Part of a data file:
********************
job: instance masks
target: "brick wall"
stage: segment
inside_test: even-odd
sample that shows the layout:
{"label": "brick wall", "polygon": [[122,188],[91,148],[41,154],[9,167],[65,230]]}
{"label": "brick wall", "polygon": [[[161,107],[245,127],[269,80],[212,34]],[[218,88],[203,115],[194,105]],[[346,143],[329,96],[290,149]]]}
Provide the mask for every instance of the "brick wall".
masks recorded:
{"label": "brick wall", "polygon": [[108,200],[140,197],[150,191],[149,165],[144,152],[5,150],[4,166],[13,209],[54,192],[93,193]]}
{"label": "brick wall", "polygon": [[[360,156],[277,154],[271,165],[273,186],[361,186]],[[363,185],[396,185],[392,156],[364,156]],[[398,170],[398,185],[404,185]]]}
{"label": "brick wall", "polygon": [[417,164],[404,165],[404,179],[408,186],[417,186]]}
********************
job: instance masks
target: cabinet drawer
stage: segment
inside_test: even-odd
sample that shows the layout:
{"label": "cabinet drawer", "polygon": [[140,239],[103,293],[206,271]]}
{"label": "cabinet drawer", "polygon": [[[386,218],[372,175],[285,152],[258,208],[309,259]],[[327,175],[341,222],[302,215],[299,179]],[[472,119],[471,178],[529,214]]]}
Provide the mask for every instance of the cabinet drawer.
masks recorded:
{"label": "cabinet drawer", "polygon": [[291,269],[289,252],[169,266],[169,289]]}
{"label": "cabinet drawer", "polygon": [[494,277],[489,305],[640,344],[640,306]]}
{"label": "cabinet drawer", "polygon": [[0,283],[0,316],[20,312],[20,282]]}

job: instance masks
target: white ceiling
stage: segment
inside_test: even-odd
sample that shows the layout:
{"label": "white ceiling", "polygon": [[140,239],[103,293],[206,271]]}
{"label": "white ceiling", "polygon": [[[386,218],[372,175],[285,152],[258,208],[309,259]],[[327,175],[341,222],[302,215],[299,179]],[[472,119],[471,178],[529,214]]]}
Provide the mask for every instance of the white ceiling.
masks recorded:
********************
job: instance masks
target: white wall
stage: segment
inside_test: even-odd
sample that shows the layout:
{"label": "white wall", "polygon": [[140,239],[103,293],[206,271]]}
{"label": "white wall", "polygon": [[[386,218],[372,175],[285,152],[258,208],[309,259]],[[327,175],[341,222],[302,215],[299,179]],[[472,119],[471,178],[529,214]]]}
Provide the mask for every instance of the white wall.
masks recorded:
********************
How many lines in the data above contain the word "Provide"? Reply with the number alone.

▶ REPLY TO THE TASK
4